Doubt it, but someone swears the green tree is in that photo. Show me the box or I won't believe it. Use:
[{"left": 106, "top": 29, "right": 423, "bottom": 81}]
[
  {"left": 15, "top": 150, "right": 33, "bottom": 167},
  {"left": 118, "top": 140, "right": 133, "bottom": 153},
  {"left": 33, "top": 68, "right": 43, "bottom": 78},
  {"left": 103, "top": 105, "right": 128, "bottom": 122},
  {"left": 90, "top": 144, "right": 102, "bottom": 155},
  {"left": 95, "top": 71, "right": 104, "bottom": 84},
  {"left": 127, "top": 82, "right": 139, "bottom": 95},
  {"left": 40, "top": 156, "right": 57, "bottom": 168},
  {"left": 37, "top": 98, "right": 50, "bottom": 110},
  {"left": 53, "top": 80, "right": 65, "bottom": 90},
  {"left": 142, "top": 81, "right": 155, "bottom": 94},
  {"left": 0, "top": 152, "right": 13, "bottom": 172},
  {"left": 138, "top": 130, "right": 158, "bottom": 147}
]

[Work instructions]
Please set out each line of the listing above as a Markdown table with the columns Number and Line, numbering the rows in order and leaving out any blank lines.

[Result]
| Number | Line |
|---|---|
| 1 | Doubt it, but someone swears the green tree is in that photo. Show me the box or I won't believe it. Use: |
| 2 | [{"left": 106, "top": 29, "right": 423, "bottom": 81}] |
| 3 | [ |
| 4 |   {"left": 15, "top": 150, "right": 33, "bottom": 167}, |
| 5 |   {"left": 118, "top": 140, "right": 133, "bottom": 153}, |
| 6 |   {"left": 33, "top": 68, "right": 43, "bottom": 78}, |
| 7 |   {"left": 103, "top": 105, "right": 128, "bottom": 122}, |
| 8 |   {"left": 90, "top": 144, "right": 102, "bottom": 155}, |
| 9 |   {"left": 95, "top": 71, "right": 104, "bottom": 84}, |
| 10 |   {"left": 127, "top": 82, "right": 139, "bottom": 95}, |
| 11 |   {"left": 40, "top": 156, "right": 57, "bottom": 168}, |
| 12 |   {"left": 37, "top": 98, "right": 50, "bottom": 110}, |
| 13 |   {"left": 53, "top": 80, "right": 65, "bottom": 90}, |
| 14 |   {"left": 142, "top": 81, "right": 155, "bottom": 94}, |
| 15 |   {"left": 0, "top": 152, "right": 13, "bottom": 172}, |
| 16 |   {"left": 138, "top": 130, "right": 158, "bottom": 147} |
| 17 | ] |